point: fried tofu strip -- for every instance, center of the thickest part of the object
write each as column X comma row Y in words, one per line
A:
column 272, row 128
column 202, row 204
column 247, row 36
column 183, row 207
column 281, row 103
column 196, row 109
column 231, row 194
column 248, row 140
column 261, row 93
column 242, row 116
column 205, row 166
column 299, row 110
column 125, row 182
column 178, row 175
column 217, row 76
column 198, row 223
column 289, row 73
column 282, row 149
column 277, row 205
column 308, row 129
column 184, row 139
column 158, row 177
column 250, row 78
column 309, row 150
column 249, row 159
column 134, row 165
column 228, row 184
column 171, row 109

● ● ●

▸ **What you will do**:
Copy every line of the records above word for word, without changing anything.

▸ **Task output**:
point: fried tofu strip -- for every instance, center of the thickest part of the object
write each as column X comma row Y in words, one per line
A:
column 272, row 128
column 202, row 204
column 247, row 36
column 183, row 207
column 281, row 103
column 196, row 109
column 231, row 194
column 248, row 140
column 261, row 93
column 242, row 116
column 205, row 166
column 299, row 110
column 125, row 182
column 178, row 175
column 217, row 76
column 198, row 223
column 289, row 73
column 282, row 149
column 277, row 205
column 308, row 129
column 184, row 139
column 158, row 177
column 250, row 78
column 309, row 150
column 249, row 159
column 134, row 165
column 228, row 184
column 171, row 109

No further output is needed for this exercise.